## [REQUIRED ACTION]
Make an exact copy of the records that follow, with each picture omitted.

## [STORED DATA]
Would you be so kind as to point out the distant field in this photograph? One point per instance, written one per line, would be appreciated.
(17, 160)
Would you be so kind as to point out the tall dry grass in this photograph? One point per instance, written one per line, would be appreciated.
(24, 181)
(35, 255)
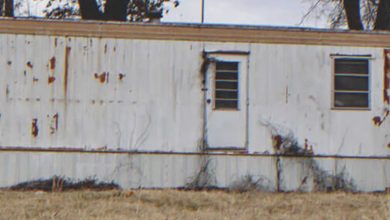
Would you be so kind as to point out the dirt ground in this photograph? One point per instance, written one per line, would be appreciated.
(173, 204)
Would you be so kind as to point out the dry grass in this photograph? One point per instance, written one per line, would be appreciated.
(172, 204)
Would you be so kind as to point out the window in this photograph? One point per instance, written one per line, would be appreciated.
(226, 85)
(351, 82)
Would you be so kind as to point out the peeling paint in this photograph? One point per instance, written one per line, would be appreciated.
(34, 127)
(52, 63)
(386, 80)
(103, 77)
(29, 64)
(54, 124)
(121, 76)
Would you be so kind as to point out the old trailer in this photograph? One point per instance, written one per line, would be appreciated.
(150, 105)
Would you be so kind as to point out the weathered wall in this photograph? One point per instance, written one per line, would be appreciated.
(100, 93)
(146, 95)
(291, 94)
(180, 170)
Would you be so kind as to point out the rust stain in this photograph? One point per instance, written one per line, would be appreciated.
(386, 80)
(54, 124)
(29, 64)
(121, 76)
(66, 70)
(103, 77)
(7, 91)
(34, 127)
(277, 142)
(53, 63)
(51, 79)
(378, 120)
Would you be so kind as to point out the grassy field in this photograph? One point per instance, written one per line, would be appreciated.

## [SOLUTION TO THE EXERCISE]
Would you be so kind as to point out the distant field in this photograph? One point per instance, written one per line, would be appreciated.
(17, 160)
Would you be so kind as to point out the tall dry grass in this photograph? One point per instance, written one per line, would be appreciated.
(24, 181)
(35, 255)
Would you be so kind as to point out the dirt ground in this photograph? One point per instance, written one per line, would be appreciated.
(173, 204)
Would you be so kind as to point out the dry grass in this photograph? One point per instance, written one per line, would be appreciated.
(172, 204)
Would you be so kind as to point out the window in this photograph? One point per instance, written one per line, would be appreciated.
(226, 85)
(351, 82)
Would you be so kind as to point out the peeling paint in this photograph? One point per instance, written one per line, would be appreciated.
(34, 127)
(52, 63)
(386, 80)
(103, 77)
(29, 64)
(54, 124)
(121, 76)
Would you be so kind as to point out the old trailer in this photograph? One point per instance, written one per line, would be appreciated.
(150, 105)
Would you be so kind as to point out the weathered wall in this photograph? One point per instance, written one per line, would be appreciated.
(100, 93)
(146, 95)
(291, 94)
(180, 170)
Would you be so kind as to point out the rust stain in this photograph? One point per instance, written one per line, would be appreciated.
(386, 80)
(54, 124)
(29, 64)
(121, 76)
(66, 70)
(103, 77)
(7, 91)
(34, 127)
(277, 142)
(53, 63)
(51, 79)
(378, 120)
Would you be so kind as to point out the grassy field in this photograph? One point per instance, written one per line, would be appreciated.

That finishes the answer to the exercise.